── Data for analysis ──

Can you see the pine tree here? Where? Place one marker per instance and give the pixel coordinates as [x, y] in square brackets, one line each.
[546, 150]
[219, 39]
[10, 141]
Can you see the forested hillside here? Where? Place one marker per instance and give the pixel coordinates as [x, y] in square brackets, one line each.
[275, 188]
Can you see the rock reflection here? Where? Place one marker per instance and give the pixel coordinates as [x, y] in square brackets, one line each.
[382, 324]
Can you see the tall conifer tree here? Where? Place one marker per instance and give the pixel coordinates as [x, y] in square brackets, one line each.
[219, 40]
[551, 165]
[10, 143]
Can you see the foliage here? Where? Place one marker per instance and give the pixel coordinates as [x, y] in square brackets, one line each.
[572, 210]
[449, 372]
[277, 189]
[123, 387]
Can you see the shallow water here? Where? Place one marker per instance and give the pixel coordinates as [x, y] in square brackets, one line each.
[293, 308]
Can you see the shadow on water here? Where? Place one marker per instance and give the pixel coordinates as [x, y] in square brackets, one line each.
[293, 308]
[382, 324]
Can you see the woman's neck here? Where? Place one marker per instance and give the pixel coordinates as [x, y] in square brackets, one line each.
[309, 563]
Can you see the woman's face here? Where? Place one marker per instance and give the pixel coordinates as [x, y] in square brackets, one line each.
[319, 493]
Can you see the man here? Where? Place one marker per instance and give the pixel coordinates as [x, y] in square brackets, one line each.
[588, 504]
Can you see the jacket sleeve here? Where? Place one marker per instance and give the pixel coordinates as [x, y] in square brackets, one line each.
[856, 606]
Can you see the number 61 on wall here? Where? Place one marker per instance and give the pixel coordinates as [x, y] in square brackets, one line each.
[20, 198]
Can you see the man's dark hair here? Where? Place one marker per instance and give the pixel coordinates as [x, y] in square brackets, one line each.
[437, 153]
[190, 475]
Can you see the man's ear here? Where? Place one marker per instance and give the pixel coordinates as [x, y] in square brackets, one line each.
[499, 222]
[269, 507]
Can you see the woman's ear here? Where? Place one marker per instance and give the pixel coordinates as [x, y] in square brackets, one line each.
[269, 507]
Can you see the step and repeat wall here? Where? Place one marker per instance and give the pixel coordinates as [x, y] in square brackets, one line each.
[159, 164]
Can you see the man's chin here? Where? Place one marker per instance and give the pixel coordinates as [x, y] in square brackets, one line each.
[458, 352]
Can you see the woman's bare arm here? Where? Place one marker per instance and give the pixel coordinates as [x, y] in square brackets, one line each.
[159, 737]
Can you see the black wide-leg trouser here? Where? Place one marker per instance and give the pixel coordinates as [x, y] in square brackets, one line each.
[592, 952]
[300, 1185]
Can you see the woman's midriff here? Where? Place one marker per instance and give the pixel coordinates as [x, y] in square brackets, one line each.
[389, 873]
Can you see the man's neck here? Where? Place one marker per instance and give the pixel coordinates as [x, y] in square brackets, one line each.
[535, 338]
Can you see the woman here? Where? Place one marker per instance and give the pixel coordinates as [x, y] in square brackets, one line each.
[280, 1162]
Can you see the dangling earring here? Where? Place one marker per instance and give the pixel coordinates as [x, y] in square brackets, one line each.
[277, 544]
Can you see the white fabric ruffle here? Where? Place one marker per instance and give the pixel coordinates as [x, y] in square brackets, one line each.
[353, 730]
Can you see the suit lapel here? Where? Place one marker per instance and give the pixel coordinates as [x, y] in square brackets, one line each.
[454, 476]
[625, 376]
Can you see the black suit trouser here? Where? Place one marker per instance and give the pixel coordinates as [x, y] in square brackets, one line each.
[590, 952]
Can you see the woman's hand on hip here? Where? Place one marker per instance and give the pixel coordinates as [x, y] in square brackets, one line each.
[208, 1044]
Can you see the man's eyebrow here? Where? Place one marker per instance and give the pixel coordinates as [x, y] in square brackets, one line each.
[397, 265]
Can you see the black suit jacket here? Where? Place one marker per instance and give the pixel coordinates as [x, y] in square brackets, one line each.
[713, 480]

───

Instructions to follow
Your task is to write out, exactly, the line that holds "Can you see the black suit trouser" and every line after it until the records end.

Output of the task
Can you see the black suit trouser here? Where? Place one marker per instance and give the pixel coordinates as [x, y] in square brackets, one line each.
[590, 952]
Can you see the woman's hand on hip here? Where? Place one marker per instance and give the pixel coordinates as [x, y] in square brackets, one line each.
[208, 1044]
Can you see the man's eyebrow here? Where? Place one marker per instance and give the pixel coordinates as [x, y] in square brackets, one line each.
[397, 265]
Can you see the black suit jacket here? Where? Place one marker per instance and give the pixel coordinates as [x, y] in square brackets, one line each.
[713, 480]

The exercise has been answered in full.